● EXERCISE PROMPT
Output all of the records exactly as written.

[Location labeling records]
┄┄┄┄┄┄┄┄┄┄┄┄┄┄┄┄┄┄┄┄

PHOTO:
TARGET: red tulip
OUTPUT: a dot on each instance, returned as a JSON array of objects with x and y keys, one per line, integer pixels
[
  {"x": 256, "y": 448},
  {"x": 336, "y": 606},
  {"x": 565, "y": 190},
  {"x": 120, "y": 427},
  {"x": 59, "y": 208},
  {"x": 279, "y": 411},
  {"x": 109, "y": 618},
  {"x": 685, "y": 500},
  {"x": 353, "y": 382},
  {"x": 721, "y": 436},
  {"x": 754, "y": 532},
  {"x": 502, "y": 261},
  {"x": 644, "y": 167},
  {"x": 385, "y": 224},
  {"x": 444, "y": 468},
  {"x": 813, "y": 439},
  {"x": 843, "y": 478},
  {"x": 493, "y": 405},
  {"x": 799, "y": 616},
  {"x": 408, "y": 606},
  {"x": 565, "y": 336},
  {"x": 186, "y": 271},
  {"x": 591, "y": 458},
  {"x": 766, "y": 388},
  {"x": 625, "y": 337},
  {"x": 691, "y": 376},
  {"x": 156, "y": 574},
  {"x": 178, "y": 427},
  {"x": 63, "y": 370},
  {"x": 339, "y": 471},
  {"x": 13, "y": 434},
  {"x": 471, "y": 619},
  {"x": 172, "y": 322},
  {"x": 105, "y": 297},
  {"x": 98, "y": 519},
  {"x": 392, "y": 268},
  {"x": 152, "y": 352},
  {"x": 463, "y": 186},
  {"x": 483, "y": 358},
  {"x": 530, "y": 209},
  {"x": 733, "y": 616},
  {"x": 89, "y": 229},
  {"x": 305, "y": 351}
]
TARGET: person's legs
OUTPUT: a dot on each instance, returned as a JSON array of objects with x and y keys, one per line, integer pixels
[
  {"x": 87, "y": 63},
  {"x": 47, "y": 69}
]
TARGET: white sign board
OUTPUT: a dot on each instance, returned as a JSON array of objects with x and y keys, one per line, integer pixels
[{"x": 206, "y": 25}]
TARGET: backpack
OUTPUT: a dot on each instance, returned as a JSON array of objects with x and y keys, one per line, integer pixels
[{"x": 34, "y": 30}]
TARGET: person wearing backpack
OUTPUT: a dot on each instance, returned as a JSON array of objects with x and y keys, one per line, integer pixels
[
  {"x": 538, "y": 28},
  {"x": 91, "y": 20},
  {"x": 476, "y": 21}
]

┄┄┄┄┄┄┄┄┄┄┄┄┄┄┄┄┄┄┄┄

● REPLY
PHOTO:
TARGET: red tulip
OUTPUT: a dot on each instance, returned as a JSON array of objects with x and y keys, one per line, integer pixels
[
  {"x": 256, "y": 448},
  {"x": 336, "y": 606},
  {"x": 565, "y": 190},
  {"x": 120, "y": 427},
  {"x": 59, "y": 208},
  {"x": 279, "y": 411},
  {"x": 109, "y": 618},
  {"x": 685, "y": 500},
  {"x": 353, "y": 382},
  {"x": 721, "y": 436},
  {"x": 754, "y": 532},
  {"x": 502, "y": 261},
  {"x": 644, "y": 167},
  {"x": 385, "y": 224},
  {"x": 444, "y": 468},
  {"x": 813, "y": 439},
  {"x": 843, "y": 478},
  {"x": 493, "y": 405},
  {"x": 799, "y": 616},
  {"x": 408, "y": 606},
  {"x": 565, "y": 336},
  {"x": 186, "y": 271},
  {"x": 591, "y": 458},
  {"x": 766, "y": 388},
  {"x": 625, "y": 337},
  {"x": 691, "y": 376},
  {"x": 156, "y": 574},
  {"x": 178, "y": 427},
  {"x": 63, "y": 370},
  {"x": 339, "y": 471},
  {"x": 13, "y": 434},
  {"x": 471, "y": 619},
  {"x": 172, "y": 322},
  {"x": 105, "y": 297},
  {"x": 98, "y": 519},
  {"x": 392, "y": 268},
  {"x": 152, "y": 352},
  {"x": 463, "y": 186},
  {"x": 483, "y": 358},
  {"x": 530, "y": 209},
  {"x": 733, "y": 616},
  {"x": 89, "y": 229},
  {"x": 305, "y": 351}
]
TARGET: person's legs
OUTPUT: a dot on each instance, returned as a JSON array of objects with x and y keys, one per line, integer pixels
[
  {"x": 87, "y": 63},
  {"x": 47, "y": 69}
]
TARGET: white sign board
OUTPUT: a dot on each instance, returned as a JSON array of objects with x and y keys, one per line, integer pixels
[{"x": 206, "y": 25}]
TARGET: backpack
OUTPUT: a dot on each instance, returned as a JSON array of objects with x and y keys, one per line, integer pixels
[{"x": 34, "y": 30}]
TARGET: person wearing backpack
OUTPUT: a dot on each instance, returned as a JSON array of objects with x and y keys, one per line, integer pixels
[
  {"x": 538, "y": 28},
  {"x": 91, "y": 20},
  {"x": 476, "y": 21}
]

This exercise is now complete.